- GOALS
(1) In the supply chain passage, what two factors are named as the key contributors to promoting flexibility?
(2) Retype the supply chain passage word for word, starting at "Collaboration, in its" and ending at "the SCM process.".
(3) Extend the supply chain passage by writing what comes after its final sentence.

- SOURCE TEXT

⟨

Contributors to Flexibility

Flexibility is an essential quality of a supply chain that allows the latter to be resilient to a range of external factors that may affect the company’s operations in a negative manner. According to Skipper and Hanna’s study findings, information technology and collaboration are considered to be the key contributors to the promotion of flexibility in a company’s framework (Skipper & Hanna, 2009).

To be more exact, the incorporation of the latest IT tools creates premises for the active use of contingency in the process of planning. As a result, the slightest chances at facing risks can be identified and addressed correspondingly.

Collaboration, in its turn, presupposes that the staff members should work independently yet coordinate their actions so that the production process should not be disrupted and the information transfer should occur at a fast speed. Therefore, the specified elements can be viewed as an integral part of building flexibility of the SCM process.

⟩

- DATA SHOWN

⟨

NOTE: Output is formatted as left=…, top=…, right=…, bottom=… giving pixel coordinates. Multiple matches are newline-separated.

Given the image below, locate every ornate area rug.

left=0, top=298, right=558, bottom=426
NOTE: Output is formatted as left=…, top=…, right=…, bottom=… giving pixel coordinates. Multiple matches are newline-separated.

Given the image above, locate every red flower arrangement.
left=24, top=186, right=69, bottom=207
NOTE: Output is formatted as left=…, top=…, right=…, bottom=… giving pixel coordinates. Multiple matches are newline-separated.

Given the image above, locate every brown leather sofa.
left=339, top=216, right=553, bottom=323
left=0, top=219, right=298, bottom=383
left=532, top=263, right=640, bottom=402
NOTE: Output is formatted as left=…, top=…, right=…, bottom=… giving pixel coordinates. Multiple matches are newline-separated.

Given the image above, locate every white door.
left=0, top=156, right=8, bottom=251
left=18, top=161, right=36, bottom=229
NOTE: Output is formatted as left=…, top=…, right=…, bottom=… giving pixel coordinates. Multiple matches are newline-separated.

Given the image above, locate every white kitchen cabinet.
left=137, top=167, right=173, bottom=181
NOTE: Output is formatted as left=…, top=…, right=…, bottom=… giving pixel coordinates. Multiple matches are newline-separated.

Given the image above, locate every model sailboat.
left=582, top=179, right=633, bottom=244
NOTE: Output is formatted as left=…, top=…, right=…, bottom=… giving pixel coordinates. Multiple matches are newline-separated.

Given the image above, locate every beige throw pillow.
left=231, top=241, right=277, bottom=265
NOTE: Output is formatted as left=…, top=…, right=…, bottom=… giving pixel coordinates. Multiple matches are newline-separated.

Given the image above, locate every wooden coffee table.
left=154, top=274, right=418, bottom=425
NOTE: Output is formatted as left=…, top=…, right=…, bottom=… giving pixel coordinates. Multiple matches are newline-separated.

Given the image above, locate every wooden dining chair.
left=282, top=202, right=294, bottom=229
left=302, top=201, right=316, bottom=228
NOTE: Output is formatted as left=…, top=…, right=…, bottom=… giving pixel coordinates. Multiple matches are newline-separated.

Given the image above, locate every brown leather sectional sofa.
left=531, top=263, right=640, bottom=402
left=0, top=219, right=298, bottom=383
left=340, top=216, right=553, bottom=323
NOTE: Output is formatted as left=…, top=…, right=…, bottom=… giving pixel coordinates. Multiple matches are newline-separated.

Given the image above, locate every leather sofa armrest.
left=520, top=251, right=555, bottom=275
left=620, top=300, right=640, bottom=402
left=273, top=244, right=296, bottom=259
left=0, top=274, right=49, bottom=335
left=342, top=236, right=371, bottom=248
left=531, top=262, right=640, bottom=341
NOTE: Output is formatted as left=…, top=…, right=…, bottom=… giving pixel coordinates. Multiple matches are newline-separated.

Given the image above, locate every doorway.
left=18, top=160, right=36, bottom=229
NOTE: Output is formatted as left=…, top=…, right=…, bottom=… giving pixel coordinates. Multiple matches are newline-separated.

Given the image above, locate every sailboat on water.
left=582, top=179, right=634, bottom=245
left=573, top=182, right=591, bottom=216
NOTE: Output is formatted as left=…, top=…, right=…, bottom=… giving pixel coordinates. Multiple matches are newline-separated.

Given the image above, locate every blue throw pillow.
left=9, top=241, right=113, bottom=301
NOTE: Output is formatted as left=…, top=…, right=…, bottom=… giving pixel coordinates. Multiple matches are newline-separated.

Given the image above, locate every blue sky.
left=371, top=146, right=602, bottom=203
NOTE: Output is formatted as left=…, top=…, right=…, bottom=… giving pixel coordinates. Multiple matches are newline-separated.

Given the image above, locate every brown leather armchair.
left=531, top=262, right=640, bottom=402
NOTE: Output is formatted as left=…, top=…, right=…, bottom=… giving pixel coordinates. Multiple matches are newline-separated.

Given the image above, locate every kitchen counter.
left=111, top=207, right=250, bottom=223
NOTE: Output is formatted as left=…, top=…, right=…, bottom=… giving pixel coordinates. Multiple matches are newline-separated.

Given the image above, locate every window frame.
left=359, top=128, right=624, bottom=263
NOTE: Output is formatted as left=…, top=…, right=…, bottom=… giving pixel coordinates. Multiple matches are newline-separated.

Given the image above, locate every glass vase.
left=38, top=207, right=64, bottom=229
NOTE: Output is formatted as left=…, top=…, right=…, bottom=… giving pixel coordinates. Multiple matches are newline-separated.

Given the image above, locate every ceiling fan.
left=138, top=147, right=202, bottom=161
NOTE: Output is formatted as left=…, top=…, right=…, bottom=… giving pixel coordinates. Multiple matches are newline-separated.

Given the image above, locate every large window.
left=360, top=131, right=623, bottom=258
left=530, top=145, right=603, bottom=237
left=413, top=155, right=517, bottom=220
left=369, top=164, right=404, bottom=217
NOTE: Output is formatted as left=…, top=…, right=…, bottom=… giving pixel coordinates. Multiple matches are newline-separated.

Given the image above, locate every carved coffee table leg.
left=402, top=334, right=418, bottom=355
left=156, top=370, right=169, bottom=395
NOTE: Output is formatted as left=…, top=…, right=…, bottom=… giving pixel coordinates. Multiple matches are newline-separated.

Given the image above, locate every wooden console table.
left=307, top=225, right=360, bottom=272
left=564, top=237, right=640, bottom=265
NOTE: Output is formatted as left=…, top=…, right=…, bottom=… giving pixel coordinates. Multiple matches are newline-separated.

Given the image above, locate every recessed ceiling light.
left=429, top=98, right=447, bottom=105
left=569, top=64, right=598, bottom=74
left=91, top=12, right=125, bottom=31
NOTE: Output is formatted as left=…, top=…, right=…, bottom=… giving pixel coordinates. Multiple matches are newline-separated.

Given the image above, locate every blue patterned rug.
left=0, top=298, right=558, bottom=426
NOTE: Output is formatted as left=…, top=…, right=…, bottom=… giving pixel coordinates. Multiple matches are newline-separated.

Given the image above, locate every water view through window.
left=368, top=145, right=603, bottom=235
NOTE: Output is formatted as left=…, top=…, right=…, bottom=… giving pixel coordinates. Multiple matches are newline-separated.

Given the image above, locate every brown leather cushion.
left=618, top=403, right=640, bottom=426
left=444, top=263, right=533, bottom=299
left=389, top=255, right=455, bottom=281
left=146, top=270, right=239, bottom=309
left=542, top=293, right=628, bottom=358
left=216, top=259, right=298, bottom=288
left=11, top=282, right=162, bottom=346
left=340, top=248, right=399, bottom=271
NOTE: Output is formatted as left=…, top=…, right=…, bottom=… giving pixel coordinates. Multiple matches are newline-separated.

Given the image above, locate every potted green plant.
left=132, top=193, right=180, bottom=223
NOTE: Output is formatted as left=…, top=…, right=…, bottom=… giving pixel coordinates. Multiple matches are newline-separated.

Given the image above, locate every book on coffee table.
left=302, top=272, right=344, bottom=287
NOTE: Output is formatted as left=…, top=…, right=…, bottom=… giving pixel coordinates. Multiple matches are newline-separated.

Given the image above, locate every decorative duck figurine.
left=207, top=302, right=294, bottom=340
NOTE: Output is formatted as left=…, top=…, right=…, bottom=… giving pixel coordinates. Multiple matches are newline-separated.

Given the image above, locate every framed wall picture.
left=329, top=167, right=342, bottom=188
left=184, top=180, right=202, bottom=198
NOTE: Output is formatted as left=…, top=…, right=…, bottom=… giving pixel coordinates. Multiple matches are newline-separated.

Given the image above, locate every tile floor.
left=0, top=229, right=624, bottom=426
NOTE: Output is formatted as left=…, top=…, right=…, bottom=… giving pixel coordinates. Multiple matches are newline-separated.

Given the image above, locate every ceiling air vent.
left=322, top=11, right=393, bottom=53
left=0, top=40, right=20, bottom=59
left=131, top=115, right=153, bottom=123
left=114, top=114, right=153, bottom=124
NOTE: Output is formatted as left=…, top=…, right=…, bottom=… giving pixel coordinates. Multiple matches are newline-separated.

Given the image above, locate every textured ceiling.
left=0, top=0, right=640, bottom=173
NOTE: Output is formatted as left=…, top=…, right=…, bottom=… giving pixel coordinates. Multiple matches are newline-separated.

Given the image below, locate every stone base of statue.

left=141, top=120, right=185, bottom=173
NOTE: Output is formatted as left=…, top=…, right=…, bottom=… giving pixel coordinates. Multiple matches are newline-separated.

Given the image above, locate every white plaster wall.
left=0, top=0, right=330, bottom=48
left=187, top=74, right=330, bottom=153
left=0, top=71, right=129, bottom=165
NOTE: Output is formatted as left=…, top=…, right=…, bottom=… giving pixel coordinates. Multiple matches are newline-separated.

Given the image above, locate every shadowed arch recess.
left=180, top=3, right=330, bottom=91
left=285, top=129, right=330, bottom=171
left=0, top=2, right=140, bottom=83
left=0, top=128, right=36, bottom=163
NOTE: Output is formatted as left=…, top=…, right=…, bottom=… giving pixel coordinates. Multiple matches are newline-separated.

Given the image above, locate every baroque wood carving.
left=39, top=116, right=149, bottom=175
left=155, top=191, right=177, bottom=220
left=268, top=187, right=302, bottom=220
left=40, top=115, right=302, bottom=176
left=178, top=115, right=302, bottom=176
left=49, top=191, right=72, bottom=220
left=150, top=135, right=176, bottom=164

⟩

- RESULTS FOR THE EXERCISE
(1) Information technology and collaboration.

(2)
Collaboration, in its turn, presupposes that the staff members should work independently yet coordinate their actions so that the production process should not be disrupted and the information transfer should occur at a fast speed. Therefore, the specified elements can be viewed as an integral part of building flexibility of the SCM process.

(3)
Multiple Linear Regression Model: Measuring Flexibility

Although flexibility is an abstract concept, there are ways to measure it; moreover, identifying flexibility rates in a company is crucial to the location of the possible issues that the firm may be facing soon. Additionally, the outcomes of flexibility evaluation can be used as the means of informing the further strategy of the organization in terms of the choice of the SCM approach.

Flexibility can be measured with the help of the Multiple Linear Regression Model (MRM). Defined as an improvement of the traditional single-factor linear regression model, the given tool helps assess the effect of several independent variables on the dependent one (Sengupta & Datta, 2014).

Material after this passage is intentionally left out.